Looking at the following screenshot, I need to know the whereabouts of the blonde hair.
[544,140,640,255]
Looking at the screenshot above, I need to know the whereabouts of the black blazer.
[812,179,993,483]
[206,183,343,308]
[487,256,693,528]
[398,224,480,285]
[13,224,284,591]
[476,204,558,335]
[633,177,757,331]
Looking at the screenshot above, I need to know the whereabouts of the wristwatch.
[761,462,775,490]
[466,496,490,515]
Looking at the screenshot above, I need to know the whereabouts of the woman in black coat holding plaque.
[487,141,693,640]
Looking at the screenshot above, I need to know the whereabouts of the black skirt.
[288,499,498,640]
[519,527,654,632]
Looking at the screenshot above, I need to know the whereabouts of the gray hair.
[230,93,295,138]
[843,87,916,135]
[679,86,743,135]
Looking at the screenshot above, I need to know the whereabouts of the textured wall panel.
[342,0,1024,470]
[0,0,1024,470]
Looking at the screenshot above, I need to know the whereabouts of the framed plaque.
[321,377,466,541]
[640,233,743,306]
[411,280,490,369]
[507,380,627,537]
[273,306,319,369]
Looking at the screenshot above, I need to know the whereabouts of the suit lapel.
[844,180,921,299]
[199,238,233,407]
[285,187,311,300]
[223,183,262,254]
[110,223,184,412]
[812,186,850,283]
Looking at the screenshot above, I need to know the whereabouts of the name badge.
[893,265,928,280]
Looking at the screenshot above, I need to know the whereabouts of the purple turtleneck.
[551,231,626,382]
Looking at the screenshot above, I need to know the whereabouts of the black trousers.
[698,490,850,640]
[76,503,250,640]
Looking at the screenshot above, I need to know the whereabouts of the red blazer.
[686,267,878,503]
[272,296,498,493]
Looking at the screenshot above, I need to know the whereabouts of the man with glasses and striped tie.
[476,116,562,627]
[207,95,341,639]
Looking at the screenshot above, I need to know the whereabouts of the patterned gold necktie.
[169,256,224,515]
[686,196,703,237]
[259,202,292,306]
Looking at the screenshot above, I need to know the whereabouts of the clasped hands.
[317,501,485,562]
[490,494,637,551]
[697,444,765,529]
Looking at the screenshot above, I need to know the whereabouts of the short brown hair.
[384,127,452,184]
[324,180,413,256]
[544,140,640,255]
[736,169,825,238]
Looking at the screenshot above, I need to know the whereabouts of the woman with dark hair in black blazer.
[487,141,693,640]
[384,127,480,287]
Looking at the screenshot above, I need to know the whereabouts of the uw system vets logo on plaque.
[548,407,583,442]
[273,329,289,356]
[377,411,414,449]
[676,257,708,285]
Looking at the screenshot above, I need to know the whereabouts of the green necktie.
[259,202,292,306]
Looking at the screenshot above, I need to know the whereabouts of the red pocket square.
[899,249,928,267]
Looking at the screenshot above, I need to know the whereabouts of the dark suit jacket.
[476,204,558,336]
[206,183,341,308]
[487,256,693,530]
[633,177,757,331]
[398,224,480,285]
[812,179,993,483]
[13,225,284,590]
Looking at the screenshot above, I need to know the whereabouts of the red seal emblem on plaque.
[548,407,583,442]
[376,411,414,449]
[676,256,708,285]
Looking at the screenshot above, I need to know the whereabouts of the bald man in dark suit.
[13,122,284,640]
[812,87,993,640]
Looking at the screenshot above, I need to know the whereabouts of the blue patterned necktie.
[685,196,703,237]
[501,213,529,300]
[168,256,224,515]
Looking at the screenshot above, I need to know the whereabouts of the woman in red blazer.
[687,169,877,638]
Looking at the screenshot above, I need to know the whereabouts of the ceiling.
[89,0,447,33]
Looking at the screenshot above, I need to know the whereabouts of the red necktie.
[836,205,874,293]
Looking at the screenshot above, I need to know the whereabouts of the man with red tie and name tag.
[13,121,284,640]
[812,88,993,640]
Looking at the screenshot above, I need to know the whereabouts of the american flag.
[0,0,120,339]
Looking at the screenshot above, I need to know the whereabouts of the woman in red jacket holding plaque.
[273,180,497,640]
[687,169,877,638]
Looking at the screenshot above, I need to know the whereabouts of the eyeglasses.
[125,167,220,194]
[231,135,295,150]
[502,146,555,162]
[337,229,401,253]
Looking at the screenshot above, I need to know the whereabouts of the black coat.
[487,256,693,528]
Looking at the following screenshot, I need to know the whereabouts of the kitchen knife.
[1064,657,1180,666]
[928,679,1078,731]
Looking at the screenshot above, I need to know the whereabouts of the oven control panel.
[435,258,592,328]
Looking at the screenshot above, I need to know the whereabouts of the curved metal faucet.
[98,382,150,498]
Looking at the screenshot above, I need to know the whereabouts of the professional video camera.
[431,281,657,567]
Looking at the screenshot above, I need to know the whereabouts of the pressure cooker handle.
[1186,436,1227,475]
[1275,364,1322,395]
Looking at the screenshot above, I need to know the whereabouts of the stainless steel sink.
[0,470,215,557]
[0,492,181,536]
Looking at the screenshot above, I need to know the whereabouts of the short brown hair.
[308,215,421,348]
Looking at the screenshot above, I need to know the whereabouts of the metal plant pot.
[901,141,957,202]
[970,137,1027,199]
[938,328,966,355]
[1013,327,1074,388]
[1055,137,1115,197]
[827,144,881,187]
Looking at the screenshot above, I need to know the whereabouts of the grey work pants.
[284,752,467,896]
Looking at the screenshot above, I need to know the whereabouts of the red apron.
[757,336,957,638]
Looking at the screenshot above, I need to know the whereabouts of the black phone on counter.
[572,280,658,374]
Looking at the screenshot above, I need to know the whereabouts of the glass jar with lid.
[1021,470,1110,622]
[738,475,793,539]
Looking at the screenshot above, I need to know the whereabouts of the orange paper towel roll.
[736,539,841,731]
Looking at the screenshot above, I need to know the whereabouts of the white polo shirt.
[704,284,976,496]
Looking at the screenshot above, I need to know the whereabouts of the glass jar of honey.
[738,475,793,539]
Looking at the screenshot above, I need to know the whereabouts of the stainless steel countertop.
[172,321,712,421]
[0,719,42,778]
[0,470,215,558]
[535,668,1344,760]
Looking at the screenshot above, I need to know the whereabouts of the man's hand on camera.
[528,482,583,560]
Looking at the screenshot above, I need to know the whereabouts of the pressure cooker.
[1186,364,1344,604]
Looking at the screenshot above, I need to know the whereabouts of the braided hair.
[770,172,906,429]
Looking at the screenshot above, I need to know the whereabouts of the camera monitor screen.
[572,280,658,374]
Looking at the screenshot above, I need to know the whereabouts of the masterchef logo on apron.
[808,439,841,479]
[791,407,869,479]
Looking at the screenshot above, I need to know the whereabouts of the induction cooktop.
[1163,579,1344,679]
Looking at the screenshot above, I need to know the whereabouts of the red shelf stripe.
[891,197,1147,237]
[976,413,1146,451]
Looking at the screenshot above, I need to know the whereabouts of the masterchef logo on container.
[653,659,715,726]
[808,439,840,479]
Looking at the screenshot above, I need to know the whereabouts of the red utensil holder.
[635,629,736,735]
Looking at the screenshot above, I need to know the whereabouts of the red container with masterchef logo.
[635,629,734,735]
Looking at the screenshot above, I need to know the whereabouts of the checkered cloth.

============

■ **GIVEN PROBLEM**:
Copy the records from the line with "red shelf stripe." through the end of the records, swapping "masterchef" for "MasterChef" and leaving everything else unchanged.

■ **FULL SOLUTION**:
Looking at the screenshot above, I need to know the whereabouts of the red shelf stripe.
[891,197,1147,237]
[976,413,1146,451]
Looking at the screenshot above, I need to know the whereabouts of the MasterChef logo on container.
[653,659,715,726]
[808,439,840,479]
Looking at the screenshot above, I need to know the whereabouts of the red utensil holder.
[635,629,736,735]
Looking at the screenshot above, I need to know the whereabouts of the red container with MasterChef logo.
[635,629,734,735]
Looking at the screenshot above, I need to know the whereabouts of the checkered cloth.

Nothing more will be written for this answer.